» **SOURCE EXCERPT**:

[Begin]

Public Act 0745 99TH GENERAL ASSEMBLY

  
  
  

 


 
Public Act 099-0745
 
SB2896 EnrolledLRB099 18202 EFG 42570 b

    AN ACT concerning public employee benefits.
 
    Be it enacted by the People of the State of Illinois,
represented in the General Assembly:
 
    Section 5. The Illinois Pension Code is amended by changing
Sections 7-144 and 7-172 as follows:
 
    (40 ILCS 5/7-144)  (from Ch. 108 1/2, par. 7-144)
    Sec. 7-144. Retirement annuities - Suspended during
employment.
    (a) If any person receiving any annuity again becomes an
employee and receives earnings from employment in a position
requiring him, or entitling him to elect, to become a
participating employee, then the annuity payable to such
employee shall be suspended as of the 1st day of the month
coincidental with or next following the date upon which such
person becomes such an employee, unless the person is
authorized under subsection (b) of Section 7-137.1 of this Code
to continue receiving a retirement annuity during that period.
Upon proper qualification of the participating employee
payment of such annuity may be resumed on the 1st day of the
month following such qualification and upon proper application
therefor. The participating employee in such case shall be
entitled to a supplemental annuity arising from service and
credits earned subsequent to such re-entry as a participating
employee.
    Notwithstanding any other provision of this Article, an
annuitant shall be considered a participating employee if he or
she returns to work as an employee with a participating
employer and works more than 599 hours annually (or 999 hours
annually with a participating employer that has adopted a
resolution pursuant to subsection (e) of Section 7-137 of this
Code). Each of these annual periods shall commence on the month
and day upon which the annuitant is first employed with the
participating employer following the effective date of the
annuity.

[End]

Collected data:
[Begin]

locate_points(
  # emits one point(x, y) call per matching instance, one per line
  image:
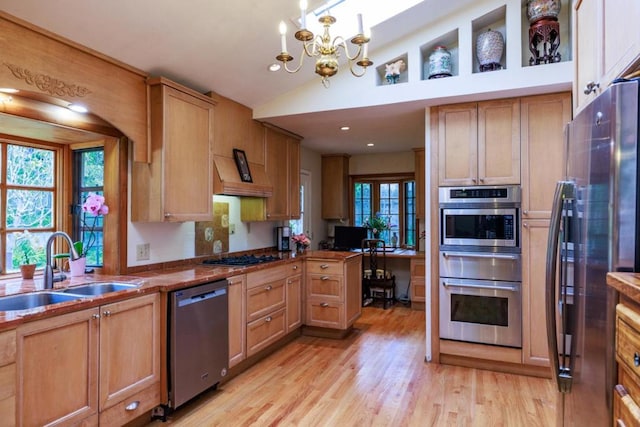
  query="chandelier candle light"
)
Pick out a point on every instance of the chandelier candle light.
point(323, 48)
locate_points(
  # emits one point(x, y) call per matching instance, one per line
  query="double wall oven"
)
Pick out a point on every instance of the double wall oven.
point(480, 265)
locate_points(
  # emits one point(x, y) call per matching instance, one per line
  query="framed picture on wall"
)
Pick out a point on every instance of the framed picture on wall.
point(242, 164)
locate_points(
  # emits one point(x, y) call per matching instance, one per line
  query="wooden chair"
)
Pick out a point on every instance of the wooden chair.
point(378, 283)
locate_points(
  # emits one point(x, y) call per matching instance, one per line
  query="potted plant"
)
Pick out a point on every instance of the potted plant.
point(25, 252)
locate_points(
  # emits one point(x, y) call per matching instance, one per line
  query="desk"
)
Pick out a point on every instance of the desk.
point(408, 266)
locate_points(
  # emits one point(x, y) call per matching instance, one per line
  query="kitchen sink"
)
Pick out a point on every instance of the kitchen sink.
point(94, 289)
point(34, 300)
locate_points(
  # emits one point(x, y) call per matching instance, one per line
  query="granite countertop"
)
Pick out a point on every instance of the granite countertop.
point(160, 280)
point(626, 283)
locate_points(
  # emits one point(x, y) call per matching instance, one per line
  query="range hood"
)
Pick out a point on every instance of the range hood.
point(227, 179)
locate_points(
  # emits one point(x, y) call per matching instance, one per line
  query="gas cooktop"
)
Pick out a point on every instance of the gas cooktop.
point(242, 260)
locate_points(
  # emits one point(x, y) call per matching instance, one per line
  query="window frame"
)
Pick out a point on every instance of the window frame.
point(376, 180)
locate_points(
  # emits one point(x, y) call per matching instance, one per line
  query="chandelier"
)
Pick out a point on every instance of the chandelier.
point(324, 49)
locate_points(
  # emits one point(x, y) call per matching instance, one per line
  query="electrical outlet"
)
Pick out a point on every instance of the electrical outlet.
point(142, 252)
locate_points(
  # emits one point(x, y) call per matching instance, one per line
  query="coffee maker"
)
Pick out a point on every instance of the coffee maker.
point(283, 239)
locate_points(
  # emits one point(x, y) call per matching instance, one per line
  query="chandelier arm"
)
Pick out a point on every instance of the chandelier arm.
point(341, 42)
point(294, 70)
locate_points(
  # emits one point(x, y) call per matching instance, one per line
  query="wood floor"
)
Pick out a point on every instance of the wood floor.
point(377, 376)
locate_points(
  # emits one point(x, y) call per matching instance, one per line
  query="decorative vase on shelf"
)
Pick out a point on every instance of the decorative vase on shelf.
point(489, 49)
point(439, 63)
point(541, 9)
point(27, 271)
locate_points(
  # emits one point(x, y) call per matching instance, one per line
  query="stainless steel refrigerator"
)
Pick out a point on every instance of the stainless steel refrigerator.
point(593, 230)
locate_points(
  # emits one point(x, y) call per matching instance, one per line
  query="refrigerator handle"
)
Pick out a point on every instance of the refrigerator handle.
point(562, 375)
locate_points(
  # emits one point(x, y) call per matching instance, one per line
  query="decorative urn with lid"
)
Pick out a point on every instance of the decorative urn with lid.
point(489, 49)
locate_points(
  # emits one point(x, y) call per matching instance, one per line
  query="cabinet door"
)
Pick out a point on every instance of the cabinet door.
point(499, 142)
point(57, 367)
point(534, 253)
point(587, 41)
point(133, 325)
point(419, 175)
point(294, 302)
point(335, 187)
point(620, 46)
point(188, 132)
point(458, 144)
point(543, 121)
point(237, 319)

[End]

» **WHAT TO WORK ON**:
1 > Reproduce the passage from the public act excerpt that opens with the words containing "SB2896 EnrolledLRB099 18202" and closes with "employment.".
2 > According to the public act excerpt, which sections of the Illinois Pension Code are being changed?

» **RESULTS IN ORDER**:
1 >
SB2896 EnrolledLRB099 18202 EFG 42570 b

    AN ACT concerning public employee benefits.
 
    Be it enacted by the People of the State of Illinois,
represented in the General Assembly:
 
    Section 5. The Illinois Pension Code is amended by changing
Sections 7-144 and 7-172 as follows:
 
    (40 ILCS 5/7-144)  (from Ch. 108 1/2, par. 7-144)
    Sec. 7-144. Retirement annuities - Suspended during
employment.

2 > Sections 7-144 and 7-172.